**Task statement**.
Count how many lines in the rows below contain the string "marking", treating uppercase and lowercase as different. Give only the number.

(Stored entries)
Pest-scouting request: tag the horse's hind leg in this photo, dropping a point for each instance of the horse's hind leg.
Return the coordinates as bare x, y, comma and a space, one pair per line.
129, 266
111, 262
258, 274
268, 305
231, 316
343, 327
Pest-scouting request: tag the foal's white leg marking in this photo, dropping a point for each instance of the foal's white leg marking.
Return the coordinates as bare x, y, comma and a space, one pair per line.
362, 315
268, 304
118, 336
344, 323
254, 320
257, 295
==
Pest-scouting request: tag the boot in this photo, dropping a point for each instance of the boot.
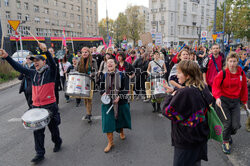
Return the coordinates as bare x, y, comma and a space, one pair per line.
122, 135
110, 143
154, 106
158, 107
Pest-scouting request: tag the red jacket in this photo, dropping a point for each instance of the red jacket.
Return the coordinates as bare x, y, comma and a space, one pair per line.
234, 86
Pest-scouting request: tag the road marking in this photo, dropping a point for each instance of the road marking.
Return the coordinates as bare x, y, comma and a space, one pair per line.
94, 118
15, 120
--
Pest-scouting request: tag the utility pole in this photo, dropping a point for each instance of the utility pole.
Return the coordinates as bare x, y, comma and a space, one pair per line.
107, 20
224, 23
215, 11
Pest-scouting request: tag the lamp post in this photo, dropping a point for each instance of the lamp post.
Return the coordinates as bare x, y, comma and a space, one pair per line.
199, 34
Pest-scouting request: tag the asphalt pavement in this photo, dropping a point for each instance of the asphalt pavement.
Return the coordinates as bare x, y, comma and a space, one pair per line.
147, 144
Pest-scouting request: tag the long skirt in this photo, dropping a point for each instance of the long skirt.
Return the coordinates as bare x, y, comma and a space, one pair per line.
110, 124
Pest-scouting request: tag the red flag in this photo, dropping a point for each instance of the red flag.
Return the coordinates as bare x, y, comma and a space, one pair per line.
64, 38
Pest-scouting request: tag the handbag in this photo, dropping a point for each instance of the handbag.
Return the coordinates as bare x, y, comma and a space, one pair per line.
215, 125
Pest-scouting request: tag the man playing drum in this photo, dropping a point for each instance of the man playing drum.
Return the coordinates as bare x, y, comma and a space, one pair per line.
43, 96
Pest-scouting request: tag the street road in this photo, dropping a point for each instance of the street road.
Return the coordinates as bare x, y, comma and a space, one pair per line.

**Right answer**.
2